> _Source document_:
^^^^

It’s January in Michigan. It is cold. How cold is it you ask? Today with the wind chill factor our local weather man says it is -4F. That is cold. It is the kind of cold that you can feel seeping in through your wood floors. It has to be too cold to go outside right? Nope. I still have to bundle up and go care for my chickens. It is what we chicken keepers do.
People always ask me how do chickens stay warm in this kind of cold. I surprise them when I tell them we do not heat our coop. We do, however, rely on good planning and plain old genetics. We chose cold hardy breeds of chickens to keep. We give them a nice, dry, well ventilated coop. We supply them with fresh food and water.
That is all fine and dandy right? It is what we do, but how do they really stay warm? Instead of doing the Funky Chicken, they do the Funky Shiver. Chickens and other birds behave in certain ways to stay warm in extreme cold. Some of the things that your chickens will do is fluff, roost, huddle, tuck and shiver. Sounds technical, but you have probably noticed this in your flock all along.
Chickens fluff in cold temperatures. The fluffing of their feathers create warm air pockets that are held close to their bodies trapping the air close. Chickens have perfectly designed feathers that work to keep them warm. They have the downy fluff close to their bodies, the varied length of the shafts and texture of feathers create a well designed layer over their bodies.
Tucking. Your chickens will tuck body parts as close to themselves as they can. Your birds will tuck their feet close to their bodies while they roost or pull up one foot at a time as they eat. A chicken’s feet have scale like texture and blood vessels that are designed to keep them warm but the bird will tuck them in when it needs too. Some birds will tuck their heads under wings or pull their necks in as close to their body as possible. Mothers will tuck their young in close to keep warm.
Roosting. Your birds will roost even in daytime. If they are cold, they will get off the cold floor of a coop and the frozen ground and roost. It is important to make sure their roosting area is free of drafts.
Cuddle? Chickens also cuddle. Well, not really. Around here, we like to call it the huddle. Your flock will huddle close together in the cold to minimize exposure to the elements, but also to share body heat.

^^^^

> _Recorded information_:
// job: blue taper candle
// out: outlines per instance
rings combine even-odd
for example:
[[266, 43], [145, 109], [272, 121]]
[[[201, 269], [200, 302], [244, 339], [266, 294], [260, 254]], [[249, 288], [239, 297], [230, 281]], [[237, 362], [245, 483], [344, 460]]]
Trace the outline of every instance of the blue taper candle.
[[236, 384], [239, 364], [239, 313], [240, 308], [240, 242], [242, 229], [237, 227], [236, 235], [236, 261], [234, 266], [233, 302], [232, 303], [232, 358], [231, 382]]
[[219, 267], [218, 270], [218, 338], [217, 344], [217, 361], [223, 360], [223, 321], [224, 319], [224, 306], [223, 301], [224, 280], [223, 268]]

^^^^

> _Assignment_:
Write out the passage on how chickens stay warm in winter exactly, from "People always ask" up to and including "food and water.".

> _Worked solution_:
People always ask me how do chickens stay warm in this kind of cold. I surprise them when I tell them we do not heat our coop. We do, however, rely on good planning and plain old genetics. We chose cold hardy breeds of chickens to keep. We give them a nice, dry, well ventilated coop. We supply them with fresh food and water.